++++ READING PASSAGE

I think this implementation is correct, but I'm wondering if there are
any callers of untagged_addr that actually need to preserve kernel
addresses. Are there? (There certainly *were* back when we had set_fs().)

I'm also mildly uneasy about a potential edge case. Naively, one would
expect:

untagged_addr(current->mm, addr) + size ==
untagged_addr(current->mm, addr + size)

at least for an address that is valid enough to be potentially
dereferenced. This isn't true any more for size that overflows into the
tag bit range.

I *think* we're okay though -- __access_ok requires that addr <= limit -
size, so any range that overflows into tag bits will be rejected even if
the entire range consists of valid (tagged) user addresses.

So:

Acked-by: Andy Lutomirski <[email protected]>


2022-11-07 16:03:19

by Andy Lutomirski

[permalink] [raw]
Subject: Re: [PATCHv11 04/16] x86/mm: Handle LAM on context switch

On 10/24/22 17:17, Kirill A. Shutemov wrote:
> Linear Address Masking mode for userspace pointers encoded in CR3 bits.
> The mode is selected per-process and stored in mm_context_t.
>
> switch_mm_irqs_off() now respects selected LAM mode and constructs CR3
> accordingly.

++++++++

GIVEN INSTRUCTION 1
Answer these about the mailing-list excerpt, one answer per line:
(a) What condition does __access_ok require?
(b) In which bits is the Linear Address Masking mode encoded?
(c) Where is the selected mode stored?

++++ RECORDS PROVIDED

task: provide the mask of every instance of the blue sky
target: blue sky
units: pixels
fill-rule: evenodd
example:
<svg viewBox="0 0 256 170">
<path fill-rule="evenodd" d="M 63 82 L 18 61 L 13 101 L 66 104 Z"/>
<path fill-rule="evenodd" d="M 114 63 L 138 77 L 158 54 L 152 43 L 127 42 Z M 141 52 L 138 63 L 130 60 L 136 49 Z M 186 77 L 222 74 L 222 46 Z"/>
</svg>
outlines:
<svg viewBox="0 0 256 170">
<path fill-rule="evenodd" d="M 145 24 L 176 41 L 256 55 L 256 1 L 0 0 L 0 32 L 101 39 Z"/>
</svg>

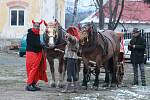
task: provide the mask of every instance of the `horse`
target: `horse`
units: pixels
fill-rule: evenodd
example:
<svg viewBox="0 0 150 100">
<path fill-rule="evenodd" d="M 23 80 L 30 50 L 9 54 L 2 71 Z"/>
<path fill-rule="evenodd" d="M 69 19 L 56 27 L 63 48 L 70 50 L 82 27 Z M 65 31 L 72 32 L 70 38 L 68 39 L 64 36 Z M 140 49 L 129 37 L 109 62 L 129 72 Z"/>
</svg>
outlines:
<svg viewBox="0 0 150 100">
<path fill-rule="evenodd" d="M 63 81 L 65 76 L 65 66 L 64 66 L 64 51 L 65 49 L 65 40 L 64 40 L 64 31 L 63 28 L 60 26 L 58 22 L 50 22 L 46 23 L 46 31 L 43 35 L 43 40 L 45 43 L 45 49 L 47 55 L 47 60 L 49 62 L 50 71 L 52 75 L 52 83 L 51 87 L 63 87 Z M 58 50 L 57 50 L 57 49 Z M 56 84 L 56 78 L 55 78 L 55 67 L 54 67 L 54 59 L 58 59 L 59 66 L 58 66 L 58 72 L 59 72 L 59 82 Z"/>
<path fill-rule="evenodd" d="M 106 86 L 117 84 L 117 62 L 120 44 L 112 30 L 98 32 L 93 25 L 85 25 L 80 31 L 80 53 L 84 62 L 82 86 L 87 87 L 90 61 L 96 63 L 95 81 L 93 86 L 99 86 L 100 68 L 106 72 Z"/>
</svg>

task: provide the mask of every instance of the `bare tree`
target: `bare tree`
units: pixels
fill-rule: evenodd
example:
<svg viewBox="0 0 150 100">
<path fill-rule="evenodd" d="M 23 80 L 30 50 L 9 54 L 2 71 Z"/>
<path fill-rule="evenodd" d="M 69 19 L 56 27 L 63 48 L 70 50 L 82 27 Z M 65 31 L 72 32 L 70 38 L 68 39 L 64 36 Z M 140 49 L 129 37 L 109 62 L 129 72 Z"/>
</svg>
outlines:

++++++++

GIVEN INSTRUCTION 2
Please identify each line in the records that contains the string "instance", and copy those lines.

TASK OUTPUT 1
(a) addr <= limit - size
(b) CR3 bits
(c) mm_context_t

TASK OUTPUT 2
task: provide the mask of every instance of the blue sky
task: provide the mask of every instance of the `horse`
task: provide the mask of every instance of the `bare tree`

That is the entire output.